=== Provided data ===
+ + +

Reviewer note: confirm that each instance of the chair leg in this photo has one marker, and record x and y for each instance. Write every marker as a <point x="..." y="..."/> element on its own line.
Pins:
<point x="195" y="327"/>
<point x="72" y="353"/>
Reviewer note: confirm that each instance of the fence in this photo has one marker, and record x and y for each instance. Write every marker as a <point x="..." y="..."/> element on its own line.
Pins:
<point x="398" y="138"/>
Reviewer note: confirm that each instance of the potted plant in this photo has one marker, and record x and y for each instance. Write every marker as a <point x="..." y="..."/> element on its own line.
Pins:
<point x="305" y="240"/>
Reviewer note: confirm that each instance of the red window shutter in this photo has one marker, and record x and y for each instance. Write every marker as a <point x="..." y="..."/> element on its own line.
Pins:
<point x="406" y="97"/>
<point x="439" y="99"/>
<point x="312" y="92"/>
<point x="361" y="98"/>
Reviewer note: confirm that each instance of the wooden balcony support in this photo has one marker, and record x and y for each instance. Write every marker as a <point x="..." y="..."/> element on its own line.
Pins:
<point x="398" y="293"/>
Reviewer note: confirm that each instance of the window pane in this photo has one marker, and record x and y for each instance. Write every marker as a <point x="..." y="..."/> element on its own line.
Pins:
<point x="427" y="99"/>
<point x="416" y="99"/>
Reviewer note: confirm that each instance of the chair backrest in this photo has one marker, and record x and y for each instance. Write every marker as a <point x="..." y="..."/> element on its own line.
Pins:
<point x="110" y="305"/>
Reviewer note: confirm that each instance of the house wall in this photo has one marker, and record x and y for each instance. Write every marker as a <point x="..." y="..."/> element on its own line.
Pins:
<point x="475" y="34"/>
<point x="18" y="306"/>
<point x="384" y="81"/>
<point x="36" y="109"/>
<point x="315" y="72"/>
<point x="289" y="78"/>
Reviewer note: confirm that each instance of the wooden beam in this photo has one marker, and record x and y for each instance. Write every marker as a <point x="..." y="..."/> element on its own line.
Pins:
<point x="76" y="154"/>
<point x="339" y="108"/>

+ + +

=== Challenge ===
Each record above must be given again exactly.

=== Task answer ===
Reviewer note: confirm that each instance of the chair leg in this photo has one marker, and record x and y for each instance. Write every marker as a <point x="..." y="..."/> element on its own line.
Pins:
<point x="195" y="327"/>
<point x="72" y="353"/>
Reviewer note: confirm that each instance of the fence in this photo has one marker, and record x and y for each instance. Write every marker as a <point x="..." y="..."/> element on its own line.
Pins:
<point x="398" y="138"/>
Reviewer note: confirm that each instance of the potted plant in this photo has one marker, and record x and y for each instance. Write every marker as a <point x="..." y="..."/> element on its own line.
Pins:
<point x="305" y="240"/>
Reviewer note: confirm that each instance of the red window shutter in this photo has one marker, and record x and y for each instance. Write every marker as a <point x="..." y="..."/> element on its own line.
Pins:
<point x="406" y="97"/>
<point x="439" y="99"/>
<point x="312" y="92"/>
<point x="361" y="98"/>
Reviewer note: confirm that each instance of the wooden balcony support in this photo has one marker, and record x and y for each instance. Write every marker as a <point x="..." y="..."/> element on its own line.
Pins:
<point x="398" y="293"/>
Reviewer note: confirm that each instance of the window pane in this photo has one marker, and record x and y for each instance. Write every marker as a <point x="..." y="..."/> element on its own line.
Pins:
<point x="427" y="99"/>
<point x="416" y="99"/>
Reviewer note: confirm that each instance of the chair backrest in this photo has one marker, and record x and y for each instance. Write every marker as a <point x="..." y="..."/> element on its own line.
Pins:
<point x="110" y="305"/>
Reviewer note: confirm that each instance of the house wall in this photo has one marker, and record x and y for each instance. Write every marker as a <point x="..." y="..."/> element on its own line.
Pins:
<point x="475" y="34"/>
<point x="18" y="306"/>
<point x="384" y="81"/>
<point x="36" y="109"/>
<point x="315" y="72"/>
<point x="289" y="78"/>
Reviewer note: confirm that each instance of the wooden beam in this photo has one marker, and record x and y for each instance. Write every marker as a <point x="..." y="..."/> element on its own line.
Pins:
<point x="76" y="154"/>
<point x="339" y="108"/>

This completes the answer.